# What needs to be done
Scan the records below for the line containing "of the blue" and the line containing "of the airport". Copy both, plus every line between, exactly.

+++ Source material +++

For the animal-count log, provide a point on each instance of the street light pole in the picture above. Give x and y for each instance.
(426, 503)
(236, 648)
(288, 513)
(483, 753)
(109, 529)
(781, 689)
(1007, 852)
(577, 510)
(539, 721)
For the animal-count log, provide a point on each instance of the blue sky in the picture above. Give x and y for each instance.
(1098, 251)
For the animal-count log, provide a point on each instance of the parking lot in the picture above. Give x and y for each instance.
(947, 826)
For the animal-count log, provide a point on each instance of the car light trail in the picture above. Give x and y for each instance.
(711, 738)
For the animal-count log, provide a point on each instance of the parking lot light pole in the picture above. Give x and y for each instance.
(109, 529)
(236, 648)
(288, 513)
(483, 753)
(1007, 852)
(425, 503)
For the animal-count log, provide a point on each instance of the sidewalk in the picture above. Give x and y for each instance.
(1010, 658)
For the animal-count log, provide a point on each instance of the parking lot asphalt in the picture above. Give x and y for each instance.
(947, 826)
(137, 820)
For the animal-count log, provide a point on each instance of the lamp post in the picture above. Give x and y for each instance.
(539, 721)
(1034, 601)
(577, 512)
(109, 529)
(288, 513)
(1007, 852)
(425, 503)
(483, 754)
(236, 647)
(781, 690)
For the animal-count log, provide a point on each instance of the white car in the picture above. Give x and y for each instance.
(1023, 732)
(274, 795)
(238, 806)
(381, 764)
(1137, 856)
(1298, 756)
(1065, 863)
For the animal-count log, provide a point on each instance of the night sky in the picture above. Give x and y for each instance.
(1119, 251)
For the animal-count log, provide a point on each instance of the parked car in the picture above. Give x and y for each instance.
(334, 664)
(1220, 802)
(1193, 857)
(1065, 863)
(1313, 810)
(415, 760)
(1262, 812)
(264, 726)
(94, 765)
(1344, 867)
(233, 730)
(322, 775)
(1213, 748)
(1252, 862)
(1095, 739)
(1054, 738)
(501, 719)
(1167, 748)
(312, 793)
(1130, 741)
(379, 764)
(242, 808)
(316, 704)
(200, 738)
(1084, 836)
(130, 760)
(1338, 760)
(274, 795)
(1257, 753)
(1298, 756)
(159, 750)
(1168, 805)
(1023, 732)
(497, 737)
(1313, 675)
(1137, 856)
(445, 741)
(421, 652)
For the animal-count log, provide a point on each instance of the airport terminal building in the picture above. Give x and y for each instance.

+++
+++ Source material +++

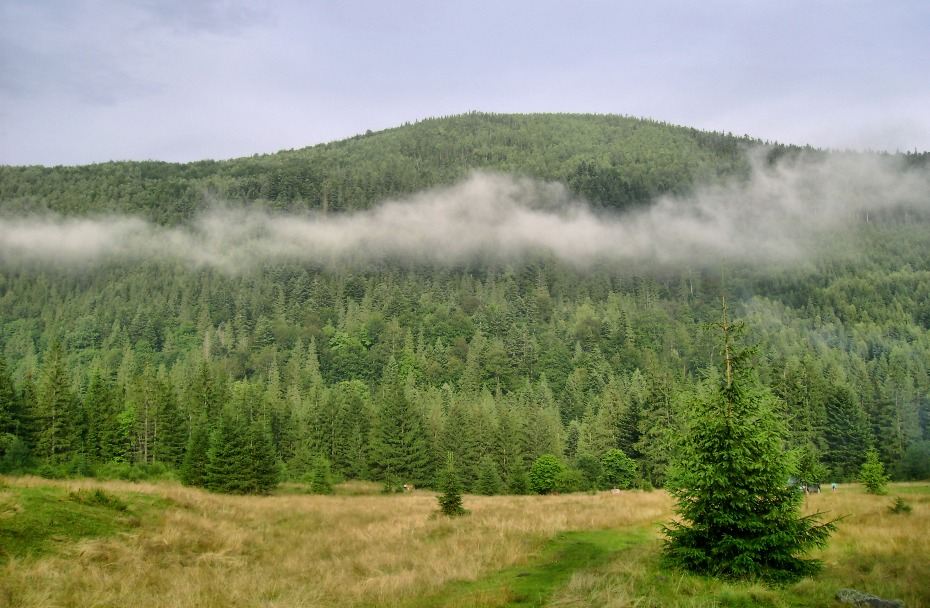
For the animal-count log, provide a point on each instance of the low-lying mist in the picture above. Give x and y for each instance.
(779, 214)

+++
+++ Source material +++

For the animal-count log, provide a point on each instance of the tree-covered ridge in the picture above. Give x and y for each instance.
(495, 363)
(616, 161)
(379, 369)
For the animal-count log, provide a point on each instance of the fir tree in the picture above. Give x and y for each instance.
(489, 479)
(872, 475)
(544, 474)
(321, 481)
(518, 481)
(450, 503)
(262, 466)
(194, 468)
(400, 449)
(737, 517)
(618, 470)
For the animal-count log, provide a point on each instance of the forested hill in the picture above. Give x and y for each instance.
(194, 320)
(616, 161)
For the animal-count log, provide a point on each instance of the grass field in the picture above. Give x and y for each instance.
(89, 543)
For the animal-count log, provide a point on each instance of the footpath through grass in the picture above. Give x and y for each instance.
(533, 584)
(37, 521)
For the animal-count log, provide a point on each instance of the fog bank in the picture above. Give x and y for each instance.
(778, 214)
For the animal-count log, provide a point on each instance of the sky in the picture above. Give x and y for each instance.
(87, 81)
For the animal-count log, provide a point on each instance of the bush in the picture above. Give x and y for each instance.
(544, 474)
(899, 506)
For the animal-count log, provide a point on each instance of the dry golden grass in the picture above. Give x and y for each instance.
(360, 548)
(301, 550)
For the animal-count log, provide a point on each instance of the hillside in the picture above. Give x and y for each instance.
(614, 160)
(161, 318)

+++

# Reply to the task
For the animal-count log, provide a point on each instance of the blue sky in the picture above. Give x and y for each instance.
(1098, 251)
For the animal-count log, provide a point on each instance of the parking lot in the picture above. Give x and y for each instance.
(947, 826)
For the animal-count log, provide a point on each instance of the car light trail in the picture above. Give x and y for each instance.
(711, 738)
For the animal-count log, provide a point on each instance of the parking lot light pole in the picture above. Give x and y for each instance.
(109, 529)
(236, 648)
(288, 513)
(483, 753)
(1007, 852)
(425, 503)
For the animal-count log, provide a point on each instance of the sidewalk in the picture above. Give x and y for each instance.
(1010, 658)
For the animal-count log, provide a point on each instance of the parking lot asphalt in the picture above. Give x and y for each instance.
(947, 826)
(137, 820)
For the animal-count log, provide a point on each instance of the lamp post in the picture above. Give x and y for each instance.
(539, 721)
(1034, 601)
(577, 512)
(109, 529)
(288, 513)
(1007, 852)
(425, 503)
(483, 754)
(236, 647)
(781, 690)
For the animal-count log, provide a point on each instance of the white car in the picture above. Give x and y for each instance.
(1023, 732)
(274, 795)
(238, 806)
(381, 764)
(1137, 856)
(1298, 756)
(1065, 863)
For the animal-count log, provide a point on each instance of the night sky in the picture above. Give x and y for each instance.
(1119, 251)
For the animal-count log, provide a point on each instance of the parked car in the picture above. Give x and y for each instance.
(334, 664)
(1220, 802)
(1193, 857)
(1065, 863)
(1313, 810)
(415, 760)
(1262, 812)
(264, 726)
(94, 765)
(1344, 867)
(233, 730)
(322, 775)
(1213, 748)
(1252, 862)
(1095, 739)
(1054, 738)
(501, 719)
(1167, 748)
(312, 793)
(1130, 741)
(379, 764)
(242, 808)
(316, 704)
(200, 738)
(1084, 836)
(130, 760)
(1338, 760)
(274, 795)
(1257, 753)
(1298, 756)
(159, 750)
(1168, 805)
(1023, 732)
(497, 737)
(1313, 675)
(1137, 856)
(445, 741)
(421, 652)
For the animal-count log, provide a point on each instance of the airport terminal building in the picture above. Give x and y for each instance.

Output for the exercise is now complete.